**REQUESTS:**
a) In the blog post on housing affordability, what measure does the report use to judge affordability?
b) Extend the blog post on housing affordability with a few more sentences that pick up after its final line.
-- start DOCUMENT SECTION --
Tuesday, January 26, 2010

Vancouver the biggest bubble in the world.

A new report on world housing is out....

http://www.demographia.com/dhi.pdf

http://ca.news.yahoo.com/s/capress/100125/national/affordable_housing

Toronto housing severely unaffordable.

Montreal housing seriously unaffordable.

This excellent report uses housing prices to median family income as a measure. Now, I acknowledge that this measure does not take into account different tax policies, interest rates, demographics, weather, etc… However, big picture, this is an excellent tool to use.

In fact, Canada has poor tax policies, already rock bottom interest rates, poor demographics, tons of available space (we have one of the lowest population densities in the world), mediocre demographics, and poor weather in the opinion of most people.

If you adjusted these values to reflect these factors, our rating would be even worse. For example, the US has lower tax rates and a mortgage tax deduction, less available space, better demographics and better weather.
-- end DOCUMENT SECTION --
-- start PROVIDED MATERIAL --
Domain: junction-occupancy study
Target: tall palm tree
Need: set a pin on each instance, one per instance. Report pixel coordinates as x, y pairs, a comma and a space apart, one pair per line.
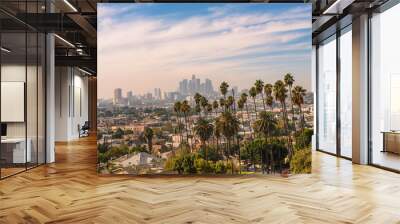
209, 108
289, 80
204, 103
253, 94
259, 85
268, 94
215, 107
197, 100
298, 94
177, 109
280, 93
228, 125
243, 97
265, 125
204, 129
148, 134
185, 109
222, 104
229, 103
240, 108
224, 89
-- end PROVIDED MATERIAL --
-- start PROVIDED MATERIAL --
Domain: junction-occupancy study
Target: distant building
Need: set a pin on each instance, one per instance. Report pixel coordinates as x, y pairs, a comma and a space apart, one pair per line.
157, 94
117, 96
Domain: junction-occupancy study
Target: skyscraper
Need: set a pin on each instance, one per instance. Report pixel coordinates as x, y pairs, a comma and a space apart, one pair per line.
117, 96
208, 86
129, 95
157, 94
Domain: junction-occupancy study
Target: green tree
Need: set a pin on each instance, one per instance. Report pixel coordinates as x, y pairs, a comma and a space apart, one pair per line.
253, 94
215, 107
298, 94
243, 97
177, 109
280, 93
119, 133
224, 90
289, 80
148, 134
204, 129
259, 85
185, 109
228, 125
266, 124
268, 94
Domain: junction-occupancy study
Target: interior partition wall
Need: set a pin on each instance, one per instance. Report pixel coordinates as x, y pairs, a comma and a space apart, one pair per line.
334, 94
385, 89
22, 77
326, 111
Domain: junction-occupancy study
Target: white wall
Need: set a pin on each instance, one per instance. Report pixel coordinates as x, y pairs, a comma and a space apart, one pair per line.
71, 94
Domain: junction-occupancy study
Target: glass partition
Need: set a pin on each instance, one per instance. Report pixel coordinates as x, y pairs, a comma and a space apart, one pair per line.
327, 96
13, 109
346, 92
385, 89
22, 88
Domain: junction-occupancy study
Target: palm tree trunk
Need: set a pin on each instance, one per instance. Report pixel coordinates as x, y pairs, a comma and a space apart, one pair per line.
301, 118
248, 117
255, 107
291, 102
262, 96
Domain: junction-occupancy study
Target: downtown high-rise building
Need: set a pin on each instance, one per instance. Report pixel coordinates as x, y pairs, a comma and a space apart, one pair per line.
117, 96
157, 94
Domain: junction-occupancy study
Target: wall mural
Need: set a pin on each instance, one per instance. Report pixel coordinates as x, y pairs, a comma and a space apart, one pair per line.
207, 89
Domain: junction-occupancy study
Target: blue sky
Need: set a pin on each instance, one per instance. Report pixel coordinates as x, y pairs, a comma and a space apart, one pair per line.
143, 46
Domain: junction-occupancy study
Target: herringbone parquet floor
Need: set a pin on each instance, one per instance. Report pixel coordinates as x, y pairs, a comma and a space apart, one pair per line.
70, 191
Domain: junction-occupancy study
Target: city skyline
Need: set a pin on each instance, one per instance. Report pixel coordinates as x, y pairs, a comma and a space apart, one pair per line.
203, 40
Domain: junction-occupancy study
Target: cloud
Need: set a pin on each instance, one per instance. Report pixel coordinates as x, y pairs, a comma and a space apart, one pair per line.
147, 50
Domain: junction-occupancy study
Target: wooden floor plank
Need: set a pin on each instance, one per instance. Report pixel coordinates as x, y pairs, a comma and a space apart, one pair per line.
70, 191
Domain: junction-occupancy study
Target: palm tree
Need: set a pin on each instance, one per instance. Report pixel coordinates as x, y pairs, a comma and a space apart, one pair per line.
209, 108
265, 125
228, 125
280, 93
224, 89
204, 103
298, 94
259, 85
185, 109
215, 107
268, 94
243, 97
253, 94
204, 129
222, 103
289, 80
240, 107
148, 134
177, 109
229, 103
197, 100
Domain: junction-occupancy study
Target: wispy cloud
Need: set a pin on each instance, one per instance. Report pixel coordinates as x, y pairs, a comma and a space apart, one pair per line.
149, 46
-- end PROVIDED MATERIAL --
-- start PROVIDED MATERIAL --
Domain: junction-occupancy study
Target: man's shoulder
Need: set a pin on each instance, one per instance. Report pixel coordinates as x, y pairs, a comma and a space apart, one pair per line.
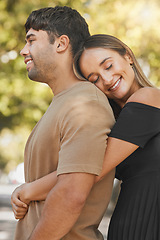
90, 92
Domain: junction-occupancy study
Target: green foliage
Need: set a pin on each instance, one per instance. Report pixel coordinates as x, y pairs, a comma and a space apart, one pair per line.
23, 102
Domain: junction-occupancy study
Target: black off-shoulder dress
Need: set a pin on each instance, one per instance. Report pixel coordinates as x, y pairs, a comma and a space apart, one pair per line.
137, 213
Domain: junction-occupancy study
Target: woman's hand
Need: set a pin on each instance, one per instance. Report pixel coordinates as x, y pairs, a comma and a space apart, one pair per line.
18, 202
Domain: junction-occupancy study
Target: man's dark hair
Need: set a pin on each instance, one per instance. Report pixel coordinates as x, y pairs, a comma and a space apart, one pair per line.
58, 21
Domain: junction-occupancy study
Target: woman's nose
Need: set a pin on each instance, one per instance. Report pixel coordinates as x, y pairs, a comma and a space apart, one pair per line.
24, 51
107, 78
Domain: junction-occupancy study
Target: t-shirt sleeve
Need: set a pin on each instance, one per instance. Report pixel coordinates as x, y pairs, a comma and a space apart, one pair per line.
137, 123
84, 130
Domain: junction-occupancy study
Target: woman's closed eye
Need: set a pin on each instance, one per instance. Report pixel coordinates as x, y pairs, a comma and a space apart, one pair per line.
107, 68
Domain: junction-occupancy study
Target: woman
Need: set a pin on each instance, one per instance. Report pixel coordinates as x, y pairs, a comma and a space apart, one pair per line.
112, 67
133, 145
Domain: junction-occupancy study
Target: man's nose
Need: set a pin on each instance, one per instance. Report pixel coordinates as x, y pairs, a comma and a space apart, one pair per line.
-- end PROVIDED MATERIAL --
**THE RESULTS:**
a) It compares housing prices to median family income.

b)
The report also has some unconventional thoughts on high-density versus low-density urban planning. This is beyond my area of expertise, so I will not comment, although I do like unconventional thinking, and moving back to the suburbs from the city, their arguments have a sympathetic ear in this blogger.

I take some issue with the report`s argument that the reason that many markets are unaffordable is land use policy (which roughly corresponds to supply). This is definitely a factor. However, the more important factor is that we are currently in a mammoth housing bubble. This bubble was caused by many factors, and land use policy is likely a minor factor in my view. The bubble was caused by a great credit boom that has spanned generations. Housing was (and still is, in Canada) psychologically deemed to be a safe investment that can not lose money. It is perceived to be the best investment class, despite little long term proof of that hypothesis. Over a decade or two, housing can be a good investment, but from today`s nosebleed levels, housing (or any other nosebleed asset class) is doomed to be a poor performer for years, and more likely, for decades.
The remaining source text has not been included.